> **ASSIGNMENT**
Write out every line of the records below exactly as it appears, leaving out the pictures.

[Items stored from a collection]
Start of Block
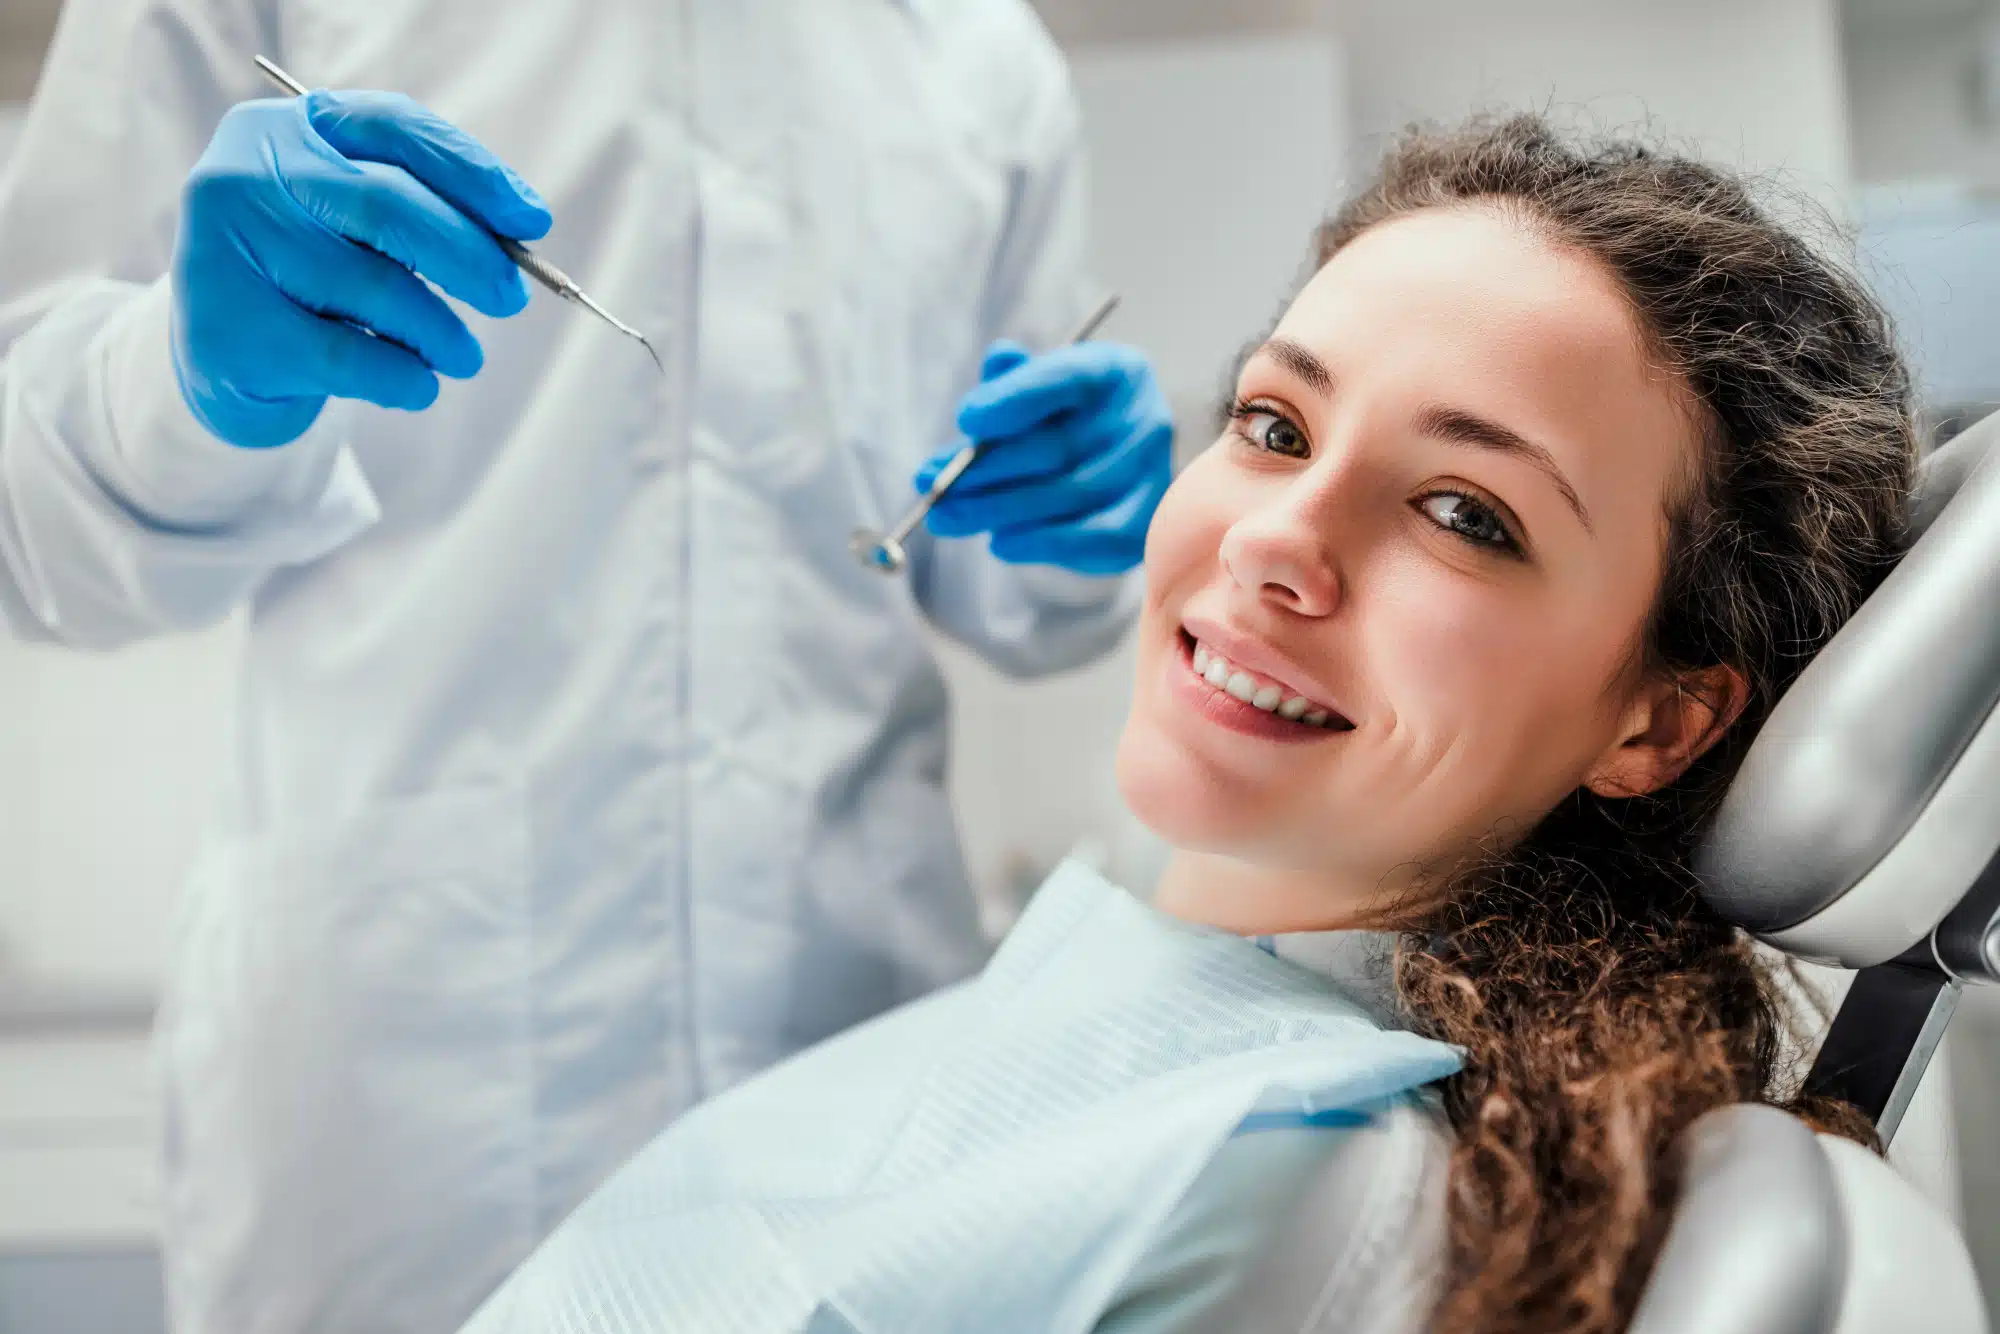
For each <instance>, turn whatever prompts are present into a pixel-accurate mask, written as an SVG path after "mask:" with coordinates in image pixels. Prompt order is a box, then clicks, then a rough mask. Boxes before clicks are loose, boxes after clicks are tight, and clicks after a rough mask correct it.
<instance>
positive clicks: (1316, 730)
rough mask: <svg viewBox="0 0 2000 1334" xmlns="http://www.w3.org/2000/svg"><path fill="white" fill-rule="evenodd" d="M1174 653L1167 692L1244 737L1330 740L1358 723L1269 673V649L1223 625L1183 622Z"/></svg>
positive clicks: (1170, 668)
mask: <svg viewBox="0 0 2000 1334" xmlns="http://www.w3.org/2000/svg"><path fill="white" fill-rule="evenodd" d="M1174 640H1176V644H1174V648H1176V652H1172V654H1162V666H1164V668H1166V672H1168V678H1170V680H1168V690H1170V692H1172V698H1174V700H1176V704H1180V706H1182V708H1186V710H1192V712H1194V714H1196V716H1198V718H1204V720H1206V722H1212V724H1216V726H1220V728H1226V730H1230V732H1238V734H1242V736H1254V738H1260V740H1268V742H1278V744H1308V742H1330V740H1334V738H1336V736H1340V734H1344V732H1352V730H1354V724H1352V722H1350V720H1348V718H1346V716H1342V714H1340V712H1338V710H1336V708H1334V706H1332V704H1326V702H1322V700H1318V698H1314V696H1312V694H1306V692H1304V690H1300V688H1298V686H1292V684H1288V682H1286V680H1282V678H1280V676H1276V674H1266V670H1256V668H1264V664H1266V658H1264V656H1260V654H1268V650H1260V648H1256V646H1254V642H1252V640H1248V638H1244V636H1234V634H1228V632H1226V630H1222V628H1220V626H1206V628H1200V630H1196V628H1194V626H1182V628H1180V630H1178V632H1176V636H1174Z"/></svg>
End of Block
> **WRITTEN SOLUTION**
For each <instance>, turn whatever prompts are present into a pixel-accurate mask, written as an SVG path after "mask:" with coordinates in image pixels. Prompt order is a box, then clicks, then a rough mask. Boxes before clicks are loose, boxes after clicks are tight, and clicks after a rough mask correct it.
<instance>
positive clicks: (1316, 730)
rough mask: <svg viewBox="0 0 2000 1334" xmlns="http://www.w3.org/2000/svg"><path fill="white" fill-rule="evenodd" d="M1174 653L1167 692L1244 737L1330 740L1358 723L1269 673V649L1223 625L1183 622Z"/></svg>
positive clicks: (1170, 668)
mask: <svg viewBox="0 0 2000 1334" xmlns="http://www.w3.org/2000/svg"><path fill="white" fill-rule="evenodd" d="M1174 640H1176V644H1174V648H1176V652H1172V654H1162V666H1164V668H1166V672H1168V678H1170V680H1168V690H1170V692H1172V698H1174V700H1176V704H1180V706H1182V708H1186V710H1192V712H1194V714H1196V716H1198V718H1204V720H1206V722H1212V724H1216V726H1220V728H1226V730H1230V732H1238V734H1242V736H1254V738H1260V740H1268V742H1278V744H1308V742H1330V740H1334V738H1336V736H1340V734H1344V732H1352V730H1354V724H1352V722H1350V720H1348V718H1346V716H1342V714H1340V712H1338V710H1336V708H1334V706H1332V704H1326V702H1322V700H1318V698H1314V696H1312V694H1306V692H1304V690H1300V688H1298V686H1292V684H1288V682H1286V680H1282V678H1280V676H1276V674H1266V670H1256V668H1264V664H1266V658H1264V656H1260V654H1268V650H1260V648H1256V646H1254V642H1252V640H1248V638H1244V636H1234V634H1228V632H1226V630H1222V628H1220V626H1206V628H1200V630H1196V628H1194V626H1182V628H1180V630H1178V632H1176V636H1174Z"/></svg>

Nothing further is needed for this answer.